## Excerpt to read
--------------------------------
Source: Kaplan and Strömberg (2008).

Table 14.4 Exit Characteristics of Leveraged Buyouts

Private equity firms invest in a company for an average of six years, at the end of which they are either sold to a strategic buyer (38 percent), financial buyer (24 percent), other private equity company (5 percent), or management (1 percent); go public (14 percent); or file for bankruptcy (6 percent).33

Private equity deals are known for their leverage. Leverage is used to increase returns on invested capital and reduce taxes. (For this reason, some critics of private equity refer to their activities as “financial engineering.”) Based on a sample of buyouts of previously publicly traded companies, Guo, Hotchkiss, and Song (2011) calculated that the average debt-to-capital ratio of a target company nearly triples post-acquisition, from 25 percent to 71 percent. Leverage is achieved through a mix of public, private, and bank debt.34

Because private equity–backed companies are not publicly traded, they are not required to adopt the governance standards of the New York Stock Exchange. As a result, their governance structure tends to be very different from that of a publicly traded corporation. The board of directors is relatively small (five to seven individuals). The composition of the board is heavily represented by insiders (executives of the portfolio company and members of the private equity firm) that own a majority of the firm. The private equity partners are closely involved in strategic and operating matters, and the focus of board meetings is on business, financial, and risk-management issues more than compliance and regulatory issues.

Survey data suggests that a directorship at a private equity–owned portfolio company requires a significantly greater time commitment than at a publicly owned corporation. According to one report, the average private equity director spends nearly three times the number of hours in his or her role as a public company director—54 days versus 19 days per year, on average.35 A private equity director also potentially adds more value. Acharya, Kehoe, and Reyner (2008) surveyed a small sample of individuals who served concurrently on the boards of a large U.K.-based corporation (in the FTSE 100 or FTSE 250 Index) and a private equity–owned company. Three-quarters believed that private equity boards added more value; none reported that public boards did. On average, they rated private equity boards more effective at strategic leadership, performance management, and stakeholder management; they rated public boards more effective in succession planning and governance (audit, compliance, and risk management).36

Executive compensation in private equity is also larger and more heavily weighted toward equity incentives. Leslie and Oyer (2009) found that the CEOs of private equity–owned companies receive almost twice the equity, 10 percent lower salary, but more cash compensation, including bonus, than their counterparts at comparable public corporations.37 Cronqvist and Fahlenbrach (2013) examined how CEO compensation changes among a sample of companies that transition from public to private ownership. They found that base salary and annual cash bonus increase and that the CEO’s equity stake in the company approximately doubles. Performance targets are redesigned away from qualitative and nonfinancial performance measures to profitability measures.38

A survey of mid-sized private equity–owned companies also illustrates the heavy use of equity compensation. PricewaterhouseCoopers (2013) found that a typical portfolio company CEO holds approximately 2 percent of the company’s equity on a fully diluted basis. The next four most highly compensated executives hold an additional 2.9 percent combined. Twenty-one percent of shares are kept in reserve for future grant. Equity grants comprise a mix of performance and time-vested awards—typically in a ratio of two-to-one. Performance awards are contingent upon exit multiples, internal rates of return upon exit, and financial targets.39

Research demonstrates that private equity companies are successful in generating large returns. However, it is not clear the extent to which returns are driven by operating improvements rather than leverage and tax reduction, nor is it clear how private and public equity returns compare on a risk-adjusted basis.
--------------------------------
## Listed entries
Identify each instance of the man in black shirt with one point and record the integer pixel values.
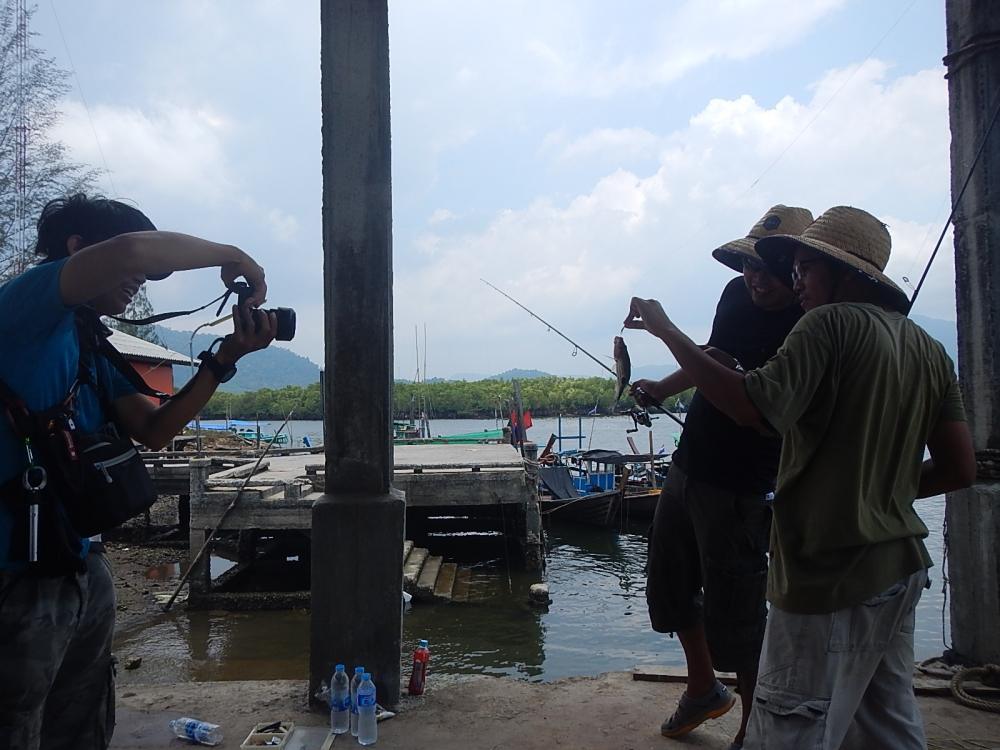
(707, 567)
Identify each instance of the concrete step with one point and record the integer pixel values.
(446, 581)
(460, 588)
(428, 577)
(412, 568)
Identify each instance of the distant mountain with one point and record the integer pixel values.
(519, 375)
(468, 376)
(274, 367)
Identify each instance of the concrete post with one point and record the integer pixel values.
(357, 525)
(201, 577)
(973, 515)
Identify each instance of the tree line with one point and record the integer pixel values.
(442, 399)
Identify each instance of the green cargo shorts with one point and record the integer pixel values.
(55, 646)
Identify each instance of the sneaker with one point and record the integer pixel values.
(691, 712)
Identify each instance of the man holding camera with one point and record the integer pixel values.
(707, 563)
(56, 629)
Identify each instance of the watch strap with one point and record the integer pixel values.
(221, 372)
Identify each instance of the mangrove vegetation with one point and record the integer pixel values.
(441, 399)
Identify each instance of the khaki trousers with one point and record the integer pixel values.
(840, 680)
(57, 688)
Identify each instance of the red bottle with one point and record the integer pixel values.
(418, 676)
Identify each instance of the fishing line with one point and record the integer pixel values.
(958, 200)
(656, 404)
(550, 326)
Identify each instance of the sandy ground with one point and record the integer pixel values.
(608, 712)
(611, 711)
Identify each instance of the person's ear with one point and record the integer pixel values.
(73, 243)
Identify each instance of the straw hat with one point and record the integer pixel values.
(778, 220)
(849, 236)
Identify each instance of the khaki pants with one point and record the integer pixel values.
(840, 680)
(57, 689)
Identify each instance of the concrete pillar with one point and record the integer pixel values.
(201, 577)
(357, 525)
(973, 515)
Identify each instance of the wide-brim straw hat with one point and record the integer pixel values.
(778, 220)
(849, 236)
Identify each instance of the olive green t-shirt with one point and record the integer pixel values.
(854, 391)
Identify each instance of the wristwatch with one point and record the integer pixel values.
(223, 373)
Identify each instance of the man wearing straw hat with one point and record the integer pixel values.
(707, 566)
(857, 391)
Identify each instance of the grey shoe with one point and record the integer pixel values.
(691, 712)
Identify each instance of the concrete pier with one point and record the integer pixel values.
(357, 526)
(973, 515)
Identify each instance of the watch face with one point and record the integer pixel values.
(221, 372)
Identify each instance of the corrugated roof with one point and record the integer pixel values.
(144, 351)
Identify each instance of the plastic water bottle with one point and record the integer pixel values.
(367, 726)
(355, 681)
(340, 701)
(197, 731)
(418, 675)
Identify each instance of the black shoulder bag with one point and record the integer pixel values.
(76, 484)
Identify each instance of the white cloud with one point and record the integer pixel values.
(440, 216)
(690, 36)
(166, 147)
(606, 144)
(880, 144)
(284, 226)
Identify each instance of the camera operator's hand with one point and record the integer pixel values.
(249, 269)
(253, 329)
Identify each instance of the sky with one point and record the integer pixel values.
(572, 153)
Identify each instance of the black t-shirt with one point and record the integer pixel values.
(713, 448)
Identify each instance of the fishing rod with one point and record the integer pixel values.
(550, 326)
(653, 402)
(958, 200)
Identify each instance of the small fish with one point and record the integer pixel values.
(623, 367)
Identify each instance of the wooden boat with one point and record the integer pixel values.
(599, 493)
(640, 504)
(594, 509)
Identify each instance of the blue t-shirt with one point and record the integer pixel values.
(39, 360)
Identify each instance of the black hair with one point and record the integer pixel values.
(93, 218)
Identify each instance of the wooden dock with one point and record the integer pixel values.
(470, 483)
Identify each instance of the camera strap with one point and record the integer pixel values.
(166, 316)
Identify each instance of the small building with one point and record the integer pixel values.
(152, 361)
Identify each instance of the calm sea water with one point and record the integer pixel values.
(596, 623)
--------------------------------
## Do this
Continue the passage on private equity governance and compensation, starting after its final sentence.

## Response for this exercise
Phalippou and Gottschalg (2009) calculated that private equity investments produce a risk-adjusted return net-of-fees 6 percent per year below that of the S&P 500.40 By contrast, Harris, Jenkinson, and Kaplan (2014) found that private equity funds outperform the S&P 500 by 3 percent annually.41

Guo, Hotchkiss, and Song (2011) found that leverage accounts for a significant portion of private equity returns.42 Acharya, Gottschalg, Hahn, and Kehoe (2013) found that private equity investments outperform public benchmarks even after controlling for leverage and that private equity–owned companies exhibit better sales growth and margin expansion than publicly traded peers. They also found some evidence that the nature of improvement is related to the skills and background of the lead deal partner.43 Davis, Haltiwanger, Handley, Jarmin, Lerner, and Miranda (2014) found that in the manufacturing sector, private equity owners more aggressively redirect investment from less-productive to more-productive plants. They calculated that while legacy plants exhibit a higher rate of job loss than peers, private equity owners invest more aggressively in new operations and that, in aggregate, they create more jobs than they eliminate. The authors concluded that they see “private equity as agents of change in the sense that buyouts accelerate retrenchments at some target firms, while accelerating expansion at others.”44 Still, the research on private equity remains mixed.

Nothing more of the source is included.